Passage provided:
Reason #5: You have no way of detecting whether an experimenter cheated while doing the research for a peer-reviewed paper, but you can investigate the authenticity of  Internet photos.

There exists software that you can use to detect fake photos. One example is the free site www.fotoforensics.com. The site is easy to use. You can go to a blog, cick on a photo to get a URL that lists only that photo, and then paste in that URL into the “URL” slot on the www.fotoforensics.com site.

Could you use any similar technique to check out the validity of the original source data from which peer-reviewed scientific papers were written? No, because scientists rarely publish such data.

Reason #6: Scientific experiments are often robbed of their evidence value by a subsequent experiment on the same topic, but a similar type of thing is rarely possible with a photograph.

A scientific paper on the PLOS One site had the startling title “Why Most Published Research Findings are False.” One of the points made in this paper is that scientific studies are very often contradicted by later scientific studies on the same topic. For example, one study may show that Substance X causes cancer, while a later study may show that Substance X does not cause cancer.

As reported here, a head of global cancer research at Amgen identified 53 “landmark” scientific papers, and had his workers try to reproduce as many as they could. It was found that 47 of the 53 results could not be replicated.

So it is very common – perhaps even probable – that a randomly selected peer-reviewed paper of experimental results may be “undone” by subsequent research. But there is no such problem with a photograph. Suppose one investigator gets a photograph seeming to show a ghost (or an orb with a face) at a particular location. If you take a later photograph of the same spot that does not show such an anomaly, that does not at all undo or cancel out the previous photograph. The evidence of that photograph still stands. It is immune to disprove by taking additional photographs at the same site. While such photographs (if made in sufficient number) may show that some paranormal thing does not usually occur at some location, they can never show that the first photograph did not capture a paranormal sight that may occur only rarely.

Activity: Carry on the passage about photographs versus peer-reviewed papers as evidence, starting after its last sentence.

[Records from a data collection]

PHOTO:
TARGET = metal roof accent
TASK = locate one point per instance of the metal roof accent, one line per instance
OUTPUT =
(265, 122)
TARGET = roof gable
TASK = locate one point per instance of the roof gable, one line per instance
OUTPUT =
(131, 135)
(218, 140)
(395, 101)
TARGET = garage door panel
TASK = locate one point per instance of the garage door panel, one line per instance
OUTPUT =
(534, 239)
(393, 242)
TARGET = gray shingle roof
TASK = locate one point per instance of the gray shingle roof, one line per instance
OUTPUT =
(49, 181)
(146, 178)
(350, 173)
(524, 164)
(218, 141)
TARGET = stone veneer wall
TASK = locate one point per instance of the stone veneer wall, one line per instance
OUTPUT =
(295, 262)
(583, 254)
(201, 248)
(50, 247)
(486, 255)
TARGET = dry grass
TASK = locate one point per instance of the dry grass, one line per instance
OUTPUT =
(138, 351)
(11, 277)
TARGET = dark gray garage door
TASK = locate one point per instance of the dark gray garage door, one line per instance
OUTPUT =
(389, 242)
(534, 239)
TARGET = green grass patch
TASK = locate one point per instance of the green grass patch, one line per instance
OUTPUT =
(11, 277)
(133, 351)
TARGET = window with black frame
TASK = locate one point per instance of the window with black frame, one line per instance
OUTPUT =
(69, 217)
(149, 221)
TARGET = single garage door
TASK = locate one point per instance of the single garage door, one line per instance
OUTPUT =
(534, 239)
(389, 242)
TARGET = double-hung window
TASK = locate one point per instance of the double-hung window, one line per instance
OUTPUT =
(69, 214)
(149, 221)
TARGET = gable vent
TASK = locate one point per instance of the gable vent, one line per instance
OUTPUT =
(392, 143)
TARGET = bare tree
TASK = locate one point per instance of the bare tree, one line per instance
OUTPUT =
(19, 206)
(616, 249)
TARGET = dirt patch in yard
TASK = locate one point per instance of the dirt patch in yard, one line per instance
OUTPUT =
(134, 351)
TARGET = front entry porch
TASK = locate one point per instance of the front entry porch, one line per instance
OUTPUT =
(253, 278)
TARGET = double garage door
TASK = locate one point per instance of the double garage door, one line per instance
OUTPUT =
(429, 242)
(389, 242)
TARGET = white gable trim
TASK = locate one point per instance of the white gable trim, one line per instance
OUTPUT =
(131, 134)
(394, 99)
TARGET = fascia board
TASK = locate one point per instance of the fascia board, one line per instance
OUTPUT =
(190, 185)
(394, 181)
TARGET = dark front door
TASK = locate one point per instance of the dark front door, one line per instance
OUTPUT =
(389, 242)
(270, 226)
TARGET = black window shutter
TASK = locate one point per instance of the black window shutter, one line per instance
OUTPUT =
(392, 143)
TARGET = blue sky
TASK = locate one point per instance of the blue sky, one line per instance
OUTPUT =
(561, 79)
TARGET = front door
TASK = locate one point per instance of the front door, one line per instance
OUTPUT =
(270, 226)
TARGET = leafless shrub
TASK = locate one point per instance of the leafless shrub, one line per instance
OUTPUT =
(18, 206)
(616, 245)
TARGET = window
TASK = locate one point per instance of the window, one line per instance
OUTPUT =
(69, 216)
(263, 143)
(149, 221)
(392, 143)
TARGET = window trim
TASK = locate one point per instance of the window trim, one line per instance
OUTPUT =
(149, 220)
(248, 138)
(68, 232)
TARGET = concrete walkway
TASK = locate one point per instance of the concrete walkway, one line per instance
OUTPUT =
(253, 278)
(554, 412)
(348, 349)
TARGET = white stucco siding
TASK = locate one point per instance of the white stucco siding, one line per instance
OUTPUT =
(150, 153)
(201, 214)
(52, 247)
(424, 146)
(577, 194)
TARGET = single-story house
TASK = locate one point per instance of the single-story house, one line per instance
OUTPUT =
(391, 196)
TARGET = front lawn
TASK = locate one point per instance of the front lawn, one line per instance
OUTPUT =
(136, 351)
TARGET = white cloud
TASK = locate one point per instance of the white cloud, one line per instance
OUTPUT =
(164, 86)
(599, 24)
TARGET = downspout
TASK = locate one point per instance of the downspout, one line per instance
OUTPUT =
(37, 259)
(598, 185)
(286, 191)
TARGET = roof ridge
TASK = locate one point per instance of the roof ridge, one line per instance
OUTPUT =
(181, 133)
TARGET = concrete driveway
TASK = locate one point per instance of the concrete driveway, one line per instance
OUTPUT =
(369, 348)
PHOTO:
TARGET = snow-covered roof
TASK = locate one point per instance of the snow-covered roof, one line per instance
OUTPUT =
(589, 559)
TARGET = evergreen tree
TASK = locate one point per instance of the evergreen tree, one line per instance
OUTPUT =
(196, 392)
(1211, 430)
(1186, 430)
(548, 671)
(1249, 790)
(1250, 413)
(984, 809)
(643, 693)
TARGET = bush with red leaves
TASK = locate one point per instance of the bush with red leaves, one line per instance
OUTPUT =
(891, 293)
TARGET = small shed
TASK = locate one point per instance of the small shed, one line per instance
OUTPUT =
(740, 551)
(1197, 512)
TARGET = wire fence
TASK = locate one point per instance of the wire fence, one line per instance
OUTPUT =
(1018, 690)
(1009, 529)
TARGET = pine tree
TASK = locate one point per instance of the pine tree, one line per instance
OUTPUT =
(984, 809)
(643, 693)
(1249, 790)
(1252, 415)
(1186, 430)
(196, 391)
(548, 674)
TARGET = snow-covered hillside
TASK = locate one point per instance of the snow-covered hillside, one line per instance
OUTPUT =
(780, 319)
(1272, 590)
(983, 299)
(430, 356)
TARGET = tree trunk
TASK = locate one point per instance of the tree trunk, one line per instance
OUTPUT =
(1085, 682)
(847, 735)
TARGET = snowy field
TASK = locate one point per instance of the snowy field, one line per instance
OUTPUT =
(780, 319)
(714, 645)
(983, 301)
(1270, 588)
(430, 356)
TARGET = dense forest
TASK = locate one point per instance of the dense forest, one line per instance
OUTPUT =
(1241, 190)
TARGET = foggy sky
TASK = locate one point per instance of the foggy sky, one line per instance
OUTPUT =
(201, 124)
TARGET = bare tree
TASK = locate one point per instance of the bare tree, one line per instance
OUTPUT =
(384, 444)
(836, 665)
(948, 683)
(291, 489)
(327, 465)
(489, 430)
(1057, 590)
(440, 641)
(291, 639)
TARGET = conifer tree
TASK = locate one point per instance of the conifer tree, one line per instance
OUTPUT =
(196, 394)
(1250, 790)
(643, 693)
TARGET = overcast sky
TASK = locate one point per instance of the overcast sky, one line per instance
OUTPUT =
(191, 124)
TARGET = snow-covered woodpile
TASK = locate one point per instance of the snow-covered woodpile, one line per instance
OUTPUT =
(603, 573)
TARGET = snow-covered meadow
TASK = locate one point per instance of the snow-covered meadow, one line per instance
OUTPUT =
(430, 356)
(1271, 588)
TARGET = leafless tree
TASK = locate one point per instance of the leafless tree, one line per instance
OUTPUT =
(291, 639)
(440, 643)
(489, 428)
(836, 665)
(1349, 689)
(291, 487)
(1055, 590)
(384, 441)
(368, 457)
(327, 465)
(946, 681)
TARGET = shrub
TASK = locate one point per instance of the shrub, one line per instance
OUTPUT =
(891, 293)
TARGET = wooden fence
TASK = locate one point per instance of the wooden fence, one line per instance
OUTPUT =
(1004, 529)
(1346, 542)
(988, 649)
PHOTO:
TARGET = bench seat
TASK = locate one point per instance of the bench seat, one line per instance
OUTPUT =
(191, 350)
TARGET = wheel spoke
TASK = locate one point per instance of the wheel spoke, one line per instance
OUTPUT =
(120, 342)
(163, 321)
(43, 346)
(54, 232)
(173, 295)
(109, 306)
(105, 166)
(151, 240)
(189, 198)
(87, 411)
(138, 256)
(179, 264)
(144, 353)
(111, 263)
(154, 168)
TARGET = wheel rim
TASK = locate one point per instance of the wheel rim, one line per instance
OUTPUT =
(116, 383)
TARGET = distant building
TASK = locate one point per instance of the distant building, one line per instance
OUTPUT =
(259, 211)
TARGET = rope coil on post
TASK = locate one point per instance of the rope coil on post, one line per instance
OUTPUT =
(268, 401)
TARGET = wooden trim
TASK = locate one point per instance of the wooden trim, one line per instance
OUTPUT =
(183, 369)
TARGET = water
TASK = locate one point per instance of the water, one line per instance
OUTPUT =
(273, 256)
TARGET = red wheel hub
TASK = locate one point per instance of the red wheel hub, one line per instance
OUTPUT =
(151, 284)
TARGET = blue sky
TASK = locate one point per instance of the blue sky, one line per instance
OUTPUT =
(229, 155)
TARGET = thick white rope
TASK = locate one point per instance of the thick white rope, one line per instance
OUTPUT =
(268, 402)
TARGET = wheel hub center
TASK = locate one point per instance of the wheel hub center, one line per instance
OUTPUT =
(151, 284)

Output of the exercise:
Reason # 7: The total amount of peer review on a popular “photo blog post” exceeds the peer review for the average scientific paper

A typical scientific paper is reviewed by two people, and then receives no further peer review after its publication. Part of the reason is that online scientific journals offer no convenient mechanism for posting comments to a published paper. It is true that the http://arxiv.org server (which hosts lots of physics papers) has a “trackback” mechanism by which you can write a blog post and then have your blog post be listed in the same place that the original paper is available online (kind of buried at the bottom). But you can do that only by using some nerdy hard-to-use “embedding” technical trick. Partially because it is so hard to post an online comment to a scientific paper, most peer-reviewed scientific papers end up being reviewed by only 2 peers of the paper's authors.

But a popular post on a photo blog may end up getting dozens of user comments, many of which qualify as being a form of peer-review. So a popular post may end up getting ten times more peer-review than the average scientific paper.

Conclusion

In short, there is no sound basis for thinking that experimental evidence published in peer-reviewed journals is a form of evidence superior to photographic evidence published on scrupulous web sites. The myth that publication in a peer-reviewed journal is some greatly superior “gold standard” is a convenient excuse used by many materialists, an excuse for ignoring evidence that may upset their worldview, and contradict their dogmatic assumptions. But there is no sound basis for assuming that some experimental result published in a peer-reviewed journal is more likely to be true than something that is shown abundantly in photographs outside of a peer-reviewed journal.